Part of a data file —
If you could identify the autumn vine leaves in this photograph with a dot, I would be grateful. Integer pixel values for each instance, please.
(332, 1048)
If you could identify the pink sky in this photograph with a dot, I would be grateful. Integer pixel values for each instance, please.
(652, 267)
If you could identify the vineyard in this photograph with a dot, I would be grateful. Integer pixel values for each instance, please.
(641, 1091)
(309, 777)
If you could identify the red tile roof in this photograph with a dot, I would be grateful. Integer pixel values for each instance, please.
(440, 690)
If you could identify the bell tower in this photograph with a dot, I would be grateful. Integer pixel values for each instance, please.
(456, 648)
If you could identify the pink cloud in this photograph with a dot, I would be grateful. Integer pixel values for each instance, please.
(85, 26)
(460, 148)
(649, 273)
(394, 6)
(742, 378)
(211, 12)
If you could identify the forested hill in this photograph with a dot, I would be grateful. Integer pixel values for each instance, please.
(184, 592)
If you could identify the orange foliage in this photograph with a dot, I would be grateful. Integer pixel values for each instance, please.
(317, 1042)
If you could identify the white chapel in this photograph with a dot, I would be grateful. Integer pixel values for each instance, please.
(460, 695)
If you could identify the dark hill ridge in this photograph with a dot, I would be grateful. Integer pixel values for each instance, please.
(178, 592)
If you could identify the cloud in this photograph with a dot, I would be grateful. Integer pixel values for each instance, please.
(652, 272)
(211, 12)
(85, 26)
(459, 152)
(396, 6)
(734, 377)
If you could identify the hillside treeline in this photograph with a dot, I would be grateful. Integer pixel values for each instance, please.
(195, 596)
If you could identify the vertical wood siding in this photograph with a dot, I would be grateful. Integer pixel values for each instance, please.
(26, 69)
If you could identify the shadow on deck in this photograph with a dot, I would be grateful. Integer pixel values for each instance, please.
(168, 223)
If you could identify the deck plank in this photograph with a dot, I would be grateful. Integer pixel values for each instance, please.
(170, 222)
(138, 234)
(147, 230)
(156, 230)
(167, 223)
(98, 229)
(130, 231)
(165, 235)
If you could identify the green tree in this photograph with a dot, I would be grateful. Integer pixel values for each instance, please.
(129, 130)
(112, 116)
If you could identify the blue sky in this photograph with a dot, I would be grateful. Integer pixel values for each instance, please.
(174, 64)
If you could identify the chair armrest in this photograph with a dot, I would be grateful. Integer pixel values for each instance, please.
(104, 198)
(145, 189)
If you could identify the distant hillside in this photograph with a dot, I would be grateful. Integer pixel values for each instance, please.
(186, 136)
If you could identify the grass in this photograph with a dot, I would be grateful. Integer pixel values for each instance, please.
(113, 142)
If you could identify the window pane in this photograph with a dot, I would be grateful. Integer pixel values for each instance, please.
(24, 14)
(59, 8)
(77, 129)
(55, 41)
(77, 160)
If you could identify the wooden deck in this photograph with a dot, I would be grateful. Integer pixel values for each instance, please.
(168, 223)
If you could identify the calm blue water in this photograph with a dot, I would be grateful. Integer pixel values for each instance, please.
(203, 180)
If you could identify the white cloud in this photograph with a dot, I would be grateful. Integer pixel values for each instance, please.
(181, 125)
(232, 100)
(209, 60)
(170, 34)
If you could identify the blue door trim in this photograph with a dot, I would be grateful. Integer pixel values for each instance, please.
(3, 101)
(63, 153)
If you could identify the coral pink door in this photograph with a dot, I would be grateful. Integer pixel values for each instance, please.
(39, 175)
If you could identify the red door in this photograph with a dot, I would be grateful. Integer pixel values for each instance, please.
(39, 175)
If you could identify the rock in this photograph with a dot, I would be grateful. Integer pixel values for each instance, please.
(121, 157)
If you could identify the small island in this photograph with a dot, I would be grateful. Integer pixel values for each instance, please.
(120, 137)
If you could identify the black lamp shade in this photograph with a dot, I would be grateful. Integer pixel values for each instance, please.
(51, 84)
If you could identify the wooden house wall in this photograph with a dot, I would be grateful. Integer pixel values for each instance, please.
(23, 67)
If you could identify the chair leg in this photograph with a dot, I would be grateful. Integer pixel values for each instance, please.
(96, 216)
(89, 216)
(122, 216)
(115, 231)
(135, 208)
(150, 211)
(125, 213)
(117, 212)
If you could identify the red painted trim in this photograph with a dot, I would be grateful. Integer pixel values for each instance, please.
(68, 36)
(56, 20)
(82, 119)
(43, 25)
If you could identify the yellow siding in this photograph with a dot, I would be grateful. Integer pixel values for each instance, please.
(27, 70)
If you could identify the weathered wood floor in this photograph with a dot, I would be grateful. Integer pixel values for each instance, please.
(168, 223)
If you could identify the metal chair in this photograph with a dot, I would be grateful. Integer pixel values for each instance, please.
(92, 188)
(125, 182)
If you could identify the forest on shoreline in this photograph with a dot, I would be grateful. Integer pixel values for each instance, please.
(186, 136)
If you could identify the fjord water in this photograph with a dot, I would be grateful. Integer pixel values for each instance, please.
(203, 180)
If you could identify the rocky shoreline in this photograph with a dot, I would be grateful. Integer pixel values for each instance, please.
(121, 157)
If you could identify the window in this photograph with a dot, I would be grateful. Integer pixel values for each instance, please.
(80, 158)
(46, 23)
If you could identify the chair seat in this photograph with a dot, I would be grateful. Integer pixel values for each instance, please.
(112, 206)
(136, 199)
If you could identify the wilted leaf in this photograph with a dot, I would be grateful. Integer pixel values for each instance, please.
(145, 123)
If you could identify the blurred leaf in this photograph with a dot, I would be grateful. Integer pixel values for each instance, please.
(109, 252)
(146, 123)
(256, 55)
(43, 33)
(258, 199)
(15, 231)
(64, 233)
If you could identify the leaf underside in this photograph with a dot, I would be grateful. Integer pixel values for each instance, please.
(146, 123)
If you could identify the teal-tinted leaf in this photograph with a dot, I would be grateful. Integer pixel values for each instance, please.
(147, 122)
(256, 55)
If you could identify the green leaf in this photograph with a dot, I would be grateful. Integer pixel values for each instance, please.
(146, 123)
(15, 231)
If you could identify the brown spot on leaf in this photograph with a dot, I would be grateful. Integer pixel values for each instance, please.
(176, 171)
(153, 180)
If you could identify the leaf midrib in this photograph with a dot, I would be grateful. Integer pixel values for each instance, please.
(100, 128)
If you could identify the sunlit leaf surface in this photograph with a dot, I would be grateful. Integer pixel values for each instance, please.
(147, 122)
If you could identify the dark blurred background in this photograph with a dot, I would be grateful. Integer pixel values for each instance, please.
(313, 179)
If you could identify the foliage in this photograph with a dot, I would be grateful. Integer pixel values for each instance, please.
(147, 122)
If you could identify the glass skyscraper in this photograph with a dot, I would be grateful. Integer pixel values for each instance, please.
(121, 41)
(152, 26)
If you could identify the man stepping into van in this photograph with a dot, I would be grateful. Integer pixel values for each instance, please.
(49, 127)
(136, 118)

PROBLEM REQUIREMENTS —
Recast the records, from the line containing "If you could identify the glass" through the end, as a two-column CSV with the headers text and answer. Put each text and its answer on one row, each value in a single quoted field, with any line breaks changed to spaces.

CORRECT RESPONSE —
text,answer
"If you could identify the glass skyscraper in this photograph with a dot, I would be grateful. Integer pixel values for each instance, please.","(121, 41) (152, 26)"
"If you could identify the man stepping into van in this photograph with a dot, I would be grateful. Integer pixel values for each instance, please.","(49, 127) (136, 118)"